WORK TO COMPLETE:
In the commentary on the Buzzfeed photo lawsuit, where did Buzzfeed take Kai Eiselein's photograph from?

TEXT SECTION:
------------------------
Slate’s Matt Yglesias purports to tell the tubes that an
Idaho man’s lawsuit against Buzzfeed for using one of his photos in one of
their made-for-virality posts without his permission is supposed to “kill my
faith” in intellectual property law.
The umbrage is there. But my faith in intellectual property
law has come out alive.
Yglesias seems to have trouble with photographer Kai
Eiselein’s charges of “contributory infringement” against Buzzfeed, since their
lifting of his clearly copyrighted photograph from his Flickr account has now
been featured on many other websites without his permission and without
remuneration. He says this claim is dubious, without really offering any proof.
(To be fair, he also knocks Buzzfeed’s claim that their use of his photo is
“transformative” and thus allowed under fair use rules as just as dubious. That
dubiousness I understand. The dubiousness of the contributory infringement
claim I do not.)
Yglesias theorizes about copyright law, but doesn’t explain
his reasoning but seems to think the solution lies in creative commons
licensing (which is great for folks like Buzzfeed, who obviously don’t want to
pay for the photos they use) but not for Eiselein and his ilk, who might
possibly want to be paid for the photos they take.
------------------------
STUDY MATERIAL:
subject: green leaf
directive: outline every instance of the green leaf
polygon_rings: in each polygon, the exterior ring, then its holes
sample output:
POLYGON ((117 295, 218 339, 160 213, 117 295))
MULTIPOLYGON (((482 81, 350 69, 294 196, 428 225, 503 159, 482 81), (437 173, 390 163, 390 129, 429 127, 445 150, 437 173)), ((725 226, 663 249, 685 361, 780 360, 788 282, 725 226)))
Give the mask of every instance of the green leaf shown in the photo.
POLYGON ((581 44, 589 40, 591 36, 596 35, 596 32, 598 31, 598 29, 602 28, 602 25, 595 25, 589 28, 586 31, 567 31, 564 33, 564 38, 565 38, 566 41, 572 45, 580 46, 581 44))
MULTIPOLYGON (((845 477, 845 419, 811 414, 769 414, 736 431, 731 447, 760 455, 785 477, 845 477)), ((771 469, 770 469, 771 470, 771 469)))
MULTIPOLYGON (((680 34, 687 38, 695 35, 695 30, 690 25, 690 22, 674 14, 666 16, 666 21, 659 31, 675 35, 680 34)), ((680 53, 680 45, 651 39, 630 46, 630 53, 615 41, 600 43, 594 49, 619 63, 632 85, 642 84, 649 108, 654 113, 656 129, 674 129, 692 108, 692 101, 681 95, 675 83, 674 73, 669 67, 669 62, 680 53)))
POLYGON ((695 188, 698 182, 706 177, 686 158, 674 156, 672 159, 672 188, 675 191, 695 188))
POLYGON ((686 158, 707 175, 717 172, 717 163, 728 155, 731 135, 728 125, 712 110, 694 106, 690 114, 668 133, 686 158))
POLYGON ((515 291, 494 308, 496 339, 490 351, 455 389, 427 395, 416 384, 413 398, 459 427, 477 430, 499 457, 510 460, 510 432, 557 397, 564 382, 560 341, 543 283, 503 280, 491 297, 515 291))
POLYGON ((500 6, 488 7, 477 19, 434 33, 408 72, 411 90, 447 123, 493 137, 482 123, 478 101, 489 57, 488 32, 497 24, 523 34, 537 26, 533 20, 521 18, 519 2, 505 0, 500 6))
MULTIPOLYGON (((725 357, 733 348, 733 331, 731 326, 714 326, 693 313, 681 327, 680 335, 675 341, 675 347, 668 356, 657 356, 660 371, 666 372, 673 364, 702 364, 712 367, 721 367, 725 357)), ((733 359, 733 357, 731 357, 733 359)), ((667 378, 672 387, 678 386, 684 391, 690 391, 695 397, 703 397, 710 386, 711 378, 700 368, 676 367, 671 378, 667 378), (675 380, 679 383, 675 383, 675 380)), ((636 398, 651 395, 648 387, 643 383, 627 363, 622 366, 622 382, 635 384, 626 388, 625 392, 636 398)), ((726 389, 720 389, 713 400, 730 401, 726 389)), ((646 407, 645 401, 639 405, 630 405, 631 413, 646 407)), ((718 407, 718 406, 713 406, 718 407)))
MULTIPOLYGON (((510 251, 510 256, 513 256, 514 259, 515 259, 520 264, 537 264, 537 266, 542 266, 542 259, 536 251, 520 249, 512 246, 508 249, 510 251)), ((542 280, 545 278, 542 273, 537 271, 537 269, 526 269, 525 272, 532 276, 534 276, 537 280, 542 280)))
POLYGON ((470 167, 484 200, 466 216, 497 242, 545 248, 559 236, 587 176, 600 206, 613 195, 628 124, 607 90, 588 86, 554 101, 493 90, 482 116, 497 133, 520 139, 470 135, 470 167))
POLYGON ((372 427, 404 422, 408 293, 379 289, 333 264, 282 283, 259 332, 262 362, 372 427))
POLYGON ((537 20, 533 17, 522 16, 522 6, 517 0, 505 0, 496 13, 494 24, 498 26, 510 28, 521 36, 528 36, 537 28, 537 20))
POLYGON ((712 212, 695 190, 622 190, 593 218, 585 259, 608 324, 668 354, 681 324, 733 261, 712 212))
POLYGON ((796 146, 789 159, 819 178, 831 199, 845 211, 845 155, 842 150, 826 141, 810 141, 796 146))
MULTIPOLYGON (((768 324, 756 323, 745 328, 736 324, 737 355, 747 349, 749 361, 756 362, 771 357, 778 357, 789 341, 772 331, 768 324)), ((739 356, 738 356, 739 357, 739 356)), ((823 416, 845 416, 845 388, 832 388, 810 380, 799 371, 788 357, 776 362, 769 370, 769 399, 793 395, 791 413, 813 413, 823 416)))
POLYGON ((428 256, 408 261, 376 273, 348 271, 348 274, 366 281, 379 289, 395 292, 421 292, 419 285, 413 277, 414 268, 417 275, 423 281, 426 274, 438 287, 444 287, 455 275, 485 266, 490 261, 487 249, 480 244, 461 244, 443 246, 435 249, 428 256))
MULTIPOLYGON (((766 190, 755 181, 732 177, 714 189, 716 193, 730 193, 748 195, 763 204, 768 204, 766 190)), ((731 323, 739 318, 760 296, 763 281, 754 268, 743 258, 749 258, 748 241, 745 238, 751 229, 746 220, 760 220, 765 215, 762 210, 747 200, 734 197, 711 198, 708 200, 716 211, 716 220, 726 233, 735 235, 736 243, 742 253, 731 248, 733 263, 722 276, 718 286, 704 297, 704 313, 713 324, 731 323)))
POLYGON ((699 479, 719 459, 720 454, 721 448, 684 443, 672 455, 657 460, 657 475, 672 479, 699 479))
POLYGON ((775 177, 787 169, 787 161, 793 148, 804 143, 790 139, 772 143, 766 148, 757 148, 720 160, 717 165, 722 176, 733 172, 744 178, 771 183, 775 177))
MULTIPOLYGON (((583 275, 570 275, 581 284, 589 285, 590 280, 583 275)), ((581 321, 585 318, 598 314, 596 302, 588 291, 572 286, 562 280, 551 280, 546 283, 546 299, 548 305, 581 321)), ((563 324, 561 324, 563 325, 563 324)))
------------------------
TASK SOLUTION:
His Flickr account.